---------- Records provided

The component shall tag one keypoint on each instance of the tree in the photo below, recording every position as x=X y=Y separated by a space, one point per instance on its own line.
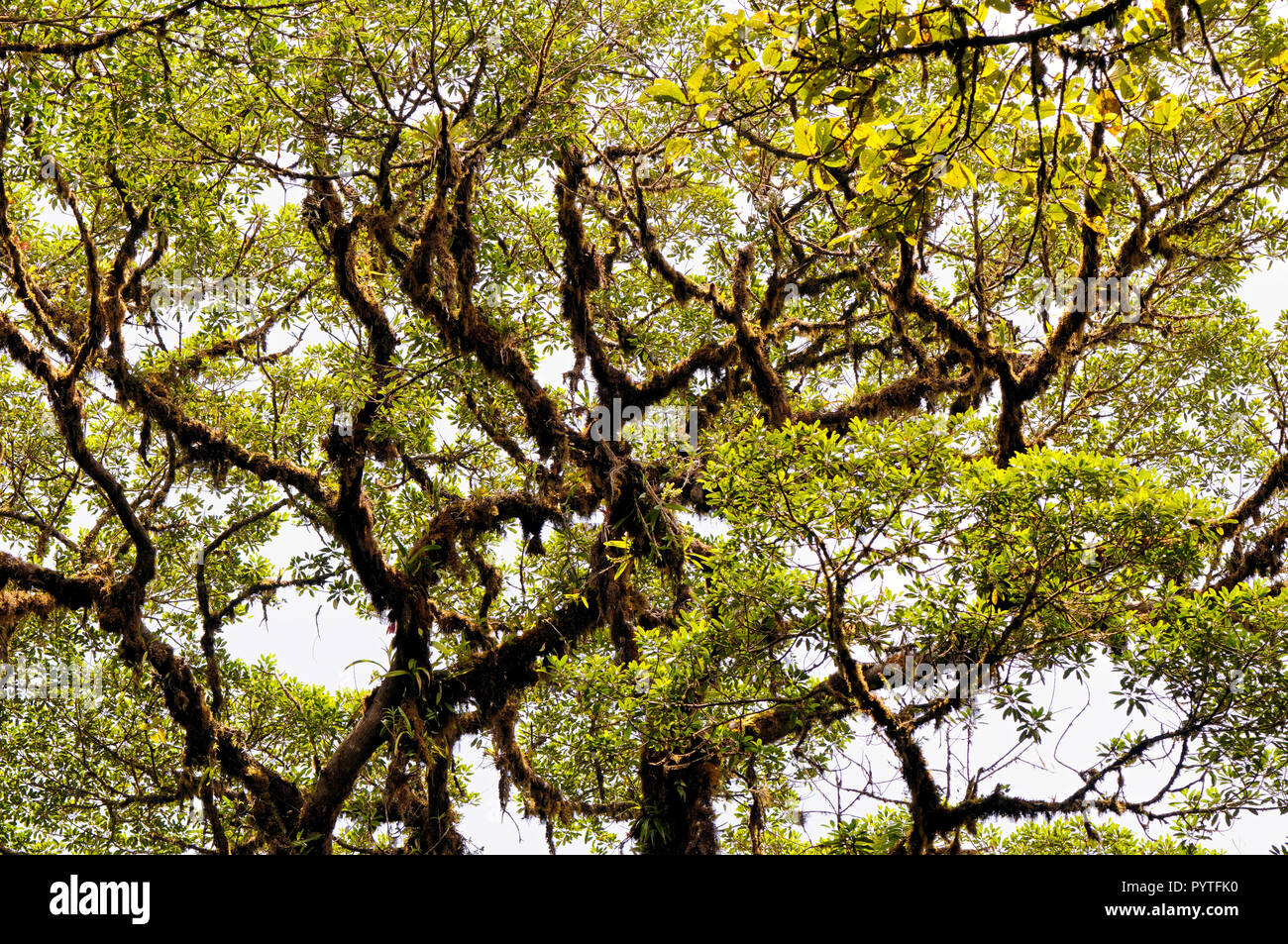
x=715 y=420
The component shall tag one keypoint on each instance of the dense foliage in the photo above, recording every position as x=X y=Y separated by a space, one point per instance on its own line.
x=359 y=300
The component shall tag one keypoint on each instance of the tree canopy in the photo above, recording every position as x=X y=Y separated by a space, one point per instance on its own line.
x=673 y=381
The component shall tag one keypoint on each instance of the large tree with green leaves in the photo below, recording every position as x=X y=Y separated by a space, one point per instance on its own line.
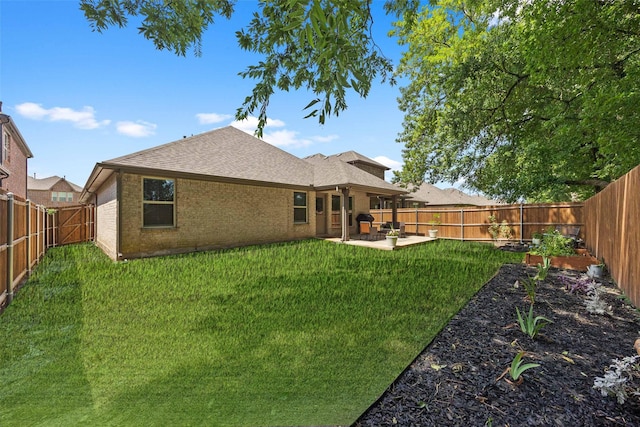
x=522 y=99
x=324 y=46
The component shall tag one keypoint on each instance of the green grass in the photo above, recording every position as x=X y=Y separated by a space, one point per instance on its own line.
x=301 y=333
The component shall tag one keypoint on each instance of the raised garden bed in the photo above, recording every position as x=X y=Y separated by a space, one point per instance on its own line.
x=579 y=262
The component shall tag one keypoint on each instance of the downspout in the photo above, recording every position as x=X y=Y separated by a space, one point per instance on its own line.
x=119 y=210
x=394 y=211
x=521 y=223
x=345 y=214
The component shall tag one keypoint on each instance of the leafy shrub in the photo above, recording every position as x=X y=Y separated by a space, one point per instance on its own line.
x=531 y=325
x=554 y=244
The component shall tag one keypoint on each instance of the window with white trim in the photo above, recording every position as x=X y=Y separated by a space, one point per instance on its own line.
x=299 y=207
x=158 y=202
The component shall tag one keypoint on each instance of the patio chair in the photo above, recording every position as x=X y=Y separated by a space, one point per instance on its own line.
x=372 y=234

--------------------
---------- Records provided

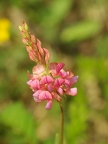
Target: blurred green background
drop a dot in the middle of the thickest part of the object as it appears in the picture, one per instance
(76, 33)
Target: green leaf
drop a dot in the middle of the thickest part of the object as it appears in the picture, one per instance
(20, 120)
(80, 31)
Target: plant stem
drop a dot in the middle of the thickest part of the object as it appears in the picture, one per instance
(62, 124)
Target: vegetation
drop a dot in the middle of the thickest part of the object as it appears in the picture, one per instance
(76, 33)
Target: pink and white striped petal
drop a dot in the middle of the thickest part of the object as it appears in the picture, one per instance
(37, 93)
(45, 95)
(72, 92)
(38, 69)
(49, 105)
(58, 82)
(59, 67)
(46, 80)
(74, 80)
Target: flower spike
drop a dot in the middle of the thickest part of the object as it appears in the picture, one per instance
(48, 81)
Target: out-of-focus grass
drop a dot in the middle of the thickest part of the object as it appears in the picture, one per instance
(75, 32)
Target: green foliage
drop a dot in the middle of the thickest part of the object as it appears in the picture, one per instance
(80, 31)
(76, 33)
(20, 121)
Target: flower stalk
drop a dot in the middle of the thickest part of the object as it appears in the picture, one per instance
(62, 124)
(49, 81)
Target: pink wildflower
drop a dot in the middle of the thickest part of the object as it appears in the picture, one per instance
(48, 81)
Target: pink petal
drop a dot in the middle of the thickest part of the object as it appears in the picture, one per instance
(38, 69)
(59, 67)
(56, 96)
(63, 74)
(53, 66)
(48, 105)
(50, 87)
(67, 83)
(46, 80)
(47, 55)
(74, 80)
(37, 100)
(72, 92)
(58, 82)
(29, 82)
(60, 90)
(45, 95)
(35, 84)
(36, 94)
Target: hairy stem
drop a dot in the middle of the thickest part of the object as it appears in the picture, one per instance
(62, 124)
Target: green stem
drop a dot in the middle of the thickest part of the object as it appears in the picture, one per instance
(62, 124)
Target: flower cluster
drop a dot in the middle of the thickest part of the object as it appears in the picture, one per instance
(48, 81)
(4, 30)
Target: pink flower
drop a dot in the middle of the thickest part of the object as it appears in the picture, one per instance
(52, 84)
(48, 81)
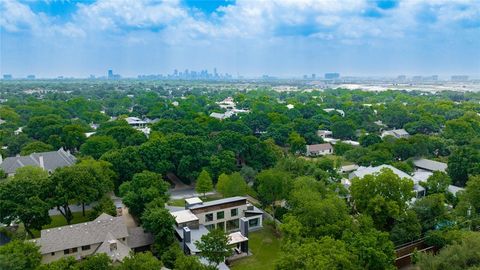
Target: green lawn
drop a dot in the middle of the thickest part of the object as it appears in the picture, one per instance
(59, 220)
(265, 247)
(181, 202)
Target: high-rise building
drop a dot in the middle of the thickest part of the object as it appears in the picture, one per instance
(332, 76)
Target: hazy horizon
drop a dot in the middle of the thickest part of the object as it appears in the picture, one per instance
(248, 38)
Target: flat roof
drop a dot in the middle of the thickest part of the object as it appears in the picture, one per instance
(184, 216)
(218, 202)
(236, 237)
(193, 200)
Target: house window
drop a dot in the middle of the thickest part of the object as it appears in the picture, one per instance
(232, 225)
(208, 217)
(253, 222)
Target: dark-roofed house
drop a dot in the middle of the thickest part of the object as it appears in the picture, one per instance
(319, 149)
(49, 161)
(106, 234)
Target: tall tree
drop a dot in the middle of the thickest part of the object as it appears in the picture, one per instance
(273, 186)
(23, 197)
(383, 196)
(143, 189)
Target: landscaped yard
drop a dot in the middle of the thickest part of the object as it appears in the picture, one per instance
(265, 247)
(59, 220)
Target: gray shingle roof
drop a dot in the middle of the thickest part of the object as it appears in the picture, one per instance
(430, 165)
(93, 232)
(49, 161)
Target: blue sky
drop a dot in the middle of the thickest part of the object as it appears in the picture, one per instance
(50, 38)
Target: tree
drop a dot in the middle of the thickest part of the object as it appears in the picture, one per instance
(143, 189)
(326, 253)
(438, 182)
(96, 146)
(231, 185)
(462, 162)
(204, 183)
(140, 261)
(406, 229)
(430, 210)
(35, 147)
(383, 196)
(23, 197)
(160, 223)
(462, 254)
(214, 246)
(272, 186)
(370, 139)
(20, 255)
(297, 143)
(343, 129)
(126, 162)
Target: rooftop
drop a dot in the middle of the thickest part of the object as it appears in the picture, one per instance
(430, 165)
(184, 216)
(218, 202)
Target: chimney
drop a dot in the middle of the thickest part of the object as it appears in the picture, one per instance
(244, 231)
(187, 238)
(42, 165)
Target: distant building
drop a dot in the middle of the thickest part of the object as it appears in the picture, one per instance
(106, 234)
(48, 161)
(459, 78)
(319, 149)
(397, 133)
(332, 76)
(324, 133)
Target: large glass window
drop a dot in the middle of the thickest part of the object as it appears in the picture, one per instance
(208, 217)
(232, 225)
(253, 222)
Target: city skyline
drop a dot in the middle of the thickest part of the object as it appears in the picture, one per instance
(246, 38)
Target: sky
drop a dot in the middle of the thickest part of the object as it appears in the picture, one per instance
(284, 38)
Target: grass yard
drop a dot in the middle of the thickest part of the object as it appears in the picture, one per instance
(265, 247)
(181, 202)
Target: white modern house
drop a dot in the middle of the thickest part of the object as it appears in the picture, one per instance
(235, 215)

--------------------
---------- Records provided

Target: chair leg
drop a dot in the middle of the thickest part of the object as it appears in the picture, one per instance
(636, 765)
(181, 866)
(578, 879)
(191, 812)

--------------------

Exercise directions: The expected output is the lines above from the one containing "Target: flower stalk" to the one containing "Target: landscaped yard", both ends included, reproduced exactly with every picture left out.

Written response:
Target: flower stalk
drop a dot in the middle of the thickest part of the object as it appears in the picture, one per instance
(62, 124)
(49, 81)
Target: pink wildflower
drop a dot in the middle of the thickest part of the object as it appears in the picture, one per instance
(48, 81)
Target: pink petal
drop a dot in the middle of the thickest part of the object as it appears in the picture, one per instance
(38, 69)
(59, 67)
(56, 96)
(63, 74)
(53, 66)
(48, 105)
(50, 87)
(67, 83)
(46, 80)
(47, 55)
(74, 80)
(37, 100)
(72, 92)
(58, 82)
(29, 82)
(60, 90)
(45, 95)
(35, 84)
(36, 94)
Target: hairy stem
drop a dot in the middle of the thickest part of the object as it appears in the picture, one per instance
(62, 124)
Target: green stem
drop a dot in the middle of the thickest part of the object as it appears in the picture, one per instance
(62, 124)
Target: flower cluster
drop a dot in the middle of the thickest part of the object as it appears in the picture, one per instance
(48, 81)
(4, 30)
Target: pink flower
drop a dot in the middle of the thickest part of the object as it appears in the picture, one per instance
(52, 84)
(48, 81)
Target: green lawn
drop a dot in the middle of the thickest part of the object as it appears in the picture, one per instance
(59, 220)
(265, 247)
(181, 202)
Target: high-rise building
drop a dot in the middle of the thickest part of the object as it appears in the picture, one per instance
(332, 76)
Target: hazy horizon
drop a dot in the middle of the thickest part of the object as it appears in the picture, one per instance
(248, 38)
Target: flat roof
drop a dot in the middle of the thickest part of the object as it appears in the picture, one per instance
(184, 216)
(218, 202)
(236, 237)
(193, 200)
Target: house window
drop a dot in the middle of the thickest part of the object as it appears in the picture, one per instance
(232, 225)
(208, 217)
(253, 222)
Target: dark-roofed house
drop a dot in the middle of the thickest part of the object as it appears in the picture, one per instance
(319, 149)
(49, 161)
(106, 234)
Target: tall tree
drop a dot in the middle of the thickest part of the object as it appears in the picture, one per instance
(273, 186)
(23, 197)
(383, 196)
(143, 189)
Target: landscaped yard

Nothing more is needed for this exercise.